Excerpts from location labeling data
______________________________

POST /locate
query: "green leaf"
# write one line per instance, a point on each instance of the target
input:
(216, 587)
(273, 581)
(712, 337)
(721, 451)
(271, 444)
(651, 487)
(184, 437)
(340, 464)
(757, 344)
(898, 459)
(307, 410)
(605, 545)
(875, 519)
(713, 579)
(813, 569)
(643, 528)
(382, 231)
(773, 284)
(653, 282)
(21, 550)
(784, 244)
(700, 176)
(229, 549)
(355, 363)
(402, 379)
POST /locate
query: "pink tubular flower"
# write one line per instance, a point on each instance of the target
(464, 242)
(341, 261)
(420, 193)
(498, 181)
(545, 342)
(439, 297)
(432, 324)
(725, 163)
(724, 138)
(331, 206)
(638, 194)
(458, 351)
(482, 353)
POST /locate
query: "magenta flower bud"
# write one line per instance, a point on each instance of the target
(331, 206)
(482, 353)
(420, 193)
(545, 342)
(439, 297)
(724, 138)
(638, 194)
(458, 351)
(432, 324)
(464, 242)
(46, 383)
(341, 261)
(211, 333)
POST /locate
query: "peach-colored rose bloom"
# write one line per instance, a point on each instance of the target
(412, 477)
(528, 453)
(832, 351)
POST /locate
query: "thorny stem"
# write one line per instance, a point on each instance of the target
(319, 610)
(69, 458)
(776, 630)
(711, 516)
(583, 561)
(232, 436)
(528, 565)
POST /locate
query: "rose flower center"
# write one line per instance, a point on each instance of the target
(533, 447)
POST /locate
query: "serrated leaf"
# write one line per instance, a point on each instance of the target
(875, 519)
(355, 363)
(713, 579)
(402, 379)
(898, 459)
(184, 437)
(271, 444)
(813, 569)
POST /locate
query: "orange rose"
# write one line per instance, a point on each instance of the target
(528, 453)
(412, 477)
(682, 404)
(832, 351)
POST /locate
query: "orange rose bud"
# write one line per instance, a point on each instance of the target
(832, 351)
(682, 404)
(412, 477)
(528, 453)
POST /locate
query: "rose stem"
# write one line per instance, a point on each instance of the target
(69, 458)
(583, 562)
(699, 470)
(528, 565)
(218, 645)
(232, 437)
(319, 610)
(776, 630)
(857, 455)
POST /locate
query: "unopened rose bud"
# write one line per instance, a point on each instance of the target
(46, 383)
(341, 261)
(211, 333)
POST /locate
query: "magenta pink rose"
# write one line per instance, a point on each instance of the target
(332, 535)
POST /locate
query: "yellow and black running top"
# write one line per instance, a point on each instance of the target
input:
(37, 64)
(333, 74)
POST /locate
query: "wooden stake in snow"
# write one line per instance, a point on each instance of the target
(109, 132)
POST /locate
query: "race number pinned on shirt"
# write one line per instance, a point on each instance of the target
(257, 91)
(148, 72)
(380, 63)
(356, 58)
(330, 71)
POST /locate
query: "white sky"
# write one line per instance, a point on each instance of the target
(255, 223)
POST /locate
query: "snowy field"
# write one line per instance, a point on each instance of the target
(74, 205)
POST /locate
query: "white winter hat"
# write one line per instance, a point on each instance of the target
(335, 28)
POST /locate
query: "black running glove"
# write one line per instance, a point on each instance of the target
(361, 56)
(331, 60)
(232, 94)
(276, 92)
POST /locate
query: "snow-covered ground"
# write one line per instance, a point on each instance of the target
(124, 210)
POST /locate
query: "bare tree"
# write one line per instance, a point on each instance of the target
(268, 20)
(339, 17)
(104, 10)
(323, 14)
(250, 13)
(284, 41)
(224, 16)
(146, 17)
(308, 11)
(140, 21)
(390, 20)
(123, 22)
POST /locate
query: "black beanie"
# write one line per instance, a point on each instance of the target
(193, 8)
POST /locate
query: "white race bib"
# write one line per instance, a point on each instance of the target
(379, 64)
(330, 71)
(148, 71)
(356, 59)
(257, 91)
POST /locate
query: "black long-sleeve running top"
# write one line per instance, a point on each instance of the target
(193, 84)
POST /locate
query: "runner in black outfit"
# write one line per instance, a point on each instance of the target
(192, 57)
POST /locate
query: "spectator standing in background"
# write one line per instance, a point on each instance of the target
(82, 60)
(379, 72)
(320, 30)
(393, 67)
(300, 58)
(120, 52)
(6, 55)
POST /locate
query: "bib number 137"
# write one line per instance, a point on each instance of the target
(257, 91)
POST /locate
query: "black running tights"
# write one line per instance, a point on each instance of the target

______________________________

Which lines in the records above contain the word "leaf"? Show every one of them, treating uppercase and lowercase letters as distinct.

query: "green leaf"
query: "serrated leaf"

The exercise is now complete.